BEGIN DOCUMENT PASSAGE
We will take a look at the distribution of the numbers using the hist function. There are a couple of details to consider when using hist. (I often have to remind myself about its arguments by doing "?hist"). One is the argument "breaks"

 `breaks one of:a vector giving the breakpoints between histogram cells,a single number giving the number of cells for the histogram,a character string naming an algorithm to compute the number of cells (see ‘Details’),a function to compute the number of cells.In the last three cases the number is a suggestion only.`

I often specify the number of cells explicitly, especially when I want to compare multiple plots. Since I had a little trouble with this plot, I tried a couple of different things, and I want to plot them all in the same window. For this, I use the formatting command "par" and tell it to make a set of plots in 1 row and 3 columns.

 `par(mfrow=c(1,3))hist(u,breaks=6,col='blue')hist(u,right=F, breaks=6,col='blue')hist(u-0.5,breaks=6,col='blue')`

As you can see, the first two histograms look funny. What is going on is that R is trying to bin the numbers in the vector with breakpoints exactly on the integer values 1, 2, 3... Since the numbers are themselves drawn from 1, 2, 3... it has to go right or left, and at the boundaries of the plot it looks weird. One argument controlling how this works is:

 `right logical; if TRUE, the histograms cells are right-closed (left open) intervals.`

The default setting is "TRUE", which has cells formed as "right-closed (left-open) intervals"---whatever that means. The result is that at the left boundary all the values "1" and "2" have been binned together. Neither setting for "right" is what we want. My solution was to shift all the values to the left by 0.5 and then plot the result. The "1"s are plotted in the cell between 0 and 1.

Now, let's see what happens if we roll the dice again. What we're going to do is start with a vector of the size we need called z, that is filled with zeroes. (It has a length of 50,000). We need to initialize it because we will be updating at each round. We roll the dice six times and plot the results at each stage.

As you can see, we already have a reasonable approximation to the normal after summing just two numbers drawn at random from the "sample space" of 1, 2... , 6. And by n=6 the approximation is very good. Since the standard deviation goes as √variance, and the variances add, by n=6 we have a range of 31 (from 6 to 36) but the sd is only √(6*2.91) = 4.18 (4.19 in the figure).
END DOCUMENT PASSAGE
BEGIN EXCERPTED RECORDS
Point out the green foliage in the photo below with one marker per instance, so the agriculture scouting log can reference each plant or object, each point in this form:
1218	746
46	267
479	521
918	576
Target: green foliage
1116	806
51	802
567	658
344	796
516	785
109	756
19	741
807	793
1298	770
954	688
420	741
END EXCERPTED RECORDS
TASKS TO CARRY OUT:
A. Answer these questions from the passage on R histograms:
(i) How many rows and columns of plots does the "par" command set up?
(ii) What is the default setting of the "right" argument?
(iii) What length does the vector z have?
B. Copy the part of the passage on R histograms between "As you can see, we" and "in the figure).", inclusive.
C. Carry on the passage on R histograms from where it stops.

TASK ANSWERS:
A.
(i) 1 row and 3 columns
(ii) TRUE
(iii) 50,000

B.
As you can see, we already have a reasonable approximation to the normal after summing just two numbers drawn at random from the "sample space" of 1, 2... , 6. And by n=6 the approximation is very good. Since the standard deviation goes as √variance, and the variances add, by n=6 we have a range of 31 (from 6 to 36) but the sd is only √(6*2.91) = 4.18 (4.19 in the figure).

C.
Here is the code:

 `d = 1:6par(mfrow=c(3,2))z = rep(0,50000)for (i in 1:6) { B = i*6 z = z + sample(d,50000,replace=T) w = z+0.5 hist(w,breaks=B, xlim=c(min(w)-2,max(w)+2), col='gray90',freq=F, main=paste('sd = ', round(sd(w),2),sep=""), xlab=paste('round',i)) plot(function(x) dnorm(x,mean(w),sd(w)), 0,max(w),lwd=2,add=T,col='red') }`

I found the code for the function that plots the normal distribution with the same mean and sd as our samples somewhere on the web. It is doing something a bit funny. I think it is making an "anonymous" (i.e. unnamed) function to feed to plot, and then applying that function with bounds = 0 and max(w), but I'm not real clear about how this works. The parameter lwd is for line width.

Finally, let's look a little more closely at the z vector after 6 rounds. We plot it in the same histogram as the normal density of the same mean and sd, switching which one is in back as we move from the left panel to the right.

The code:

 `mean(z)sd(z)summary(z)x=rnorm(length(z),mean(z),sd(z))summary(x)par(mfrow=c(1,2))hist(z,breaks=40,freq=F, xlim=c(0,40))hist(x,col='gray80',breaks=40, freq=F,add=T)hist(x,col='gray80',breaks=40, freq=F,xlim=c(0,40))hist(z,col='white', breaks=40,freq=F,add=T)`

Notice, however, that the correspondence is not perfect, as shown by the results of calling the summary function.

 `> mean(z)[1] 21.00562> sd(z)[1] 4.155018> summary(z) Min. 1st Qu. Median Mean 3rd Qu. Max. 7.00 18.00 21.00 21.01 24.00 36.00 > x=rnorm(length(z),mean(z),sd(z))> summary(x) Min. 1st Qu. Median Mean 3rd Qu. Max. 3.297 18.210 20.980 20.990 23.780 38.350`

Our vector z seems a little fatter at the first and third quartiles and yet its minimum and maximum values are closer to the mean than the true normal distribution.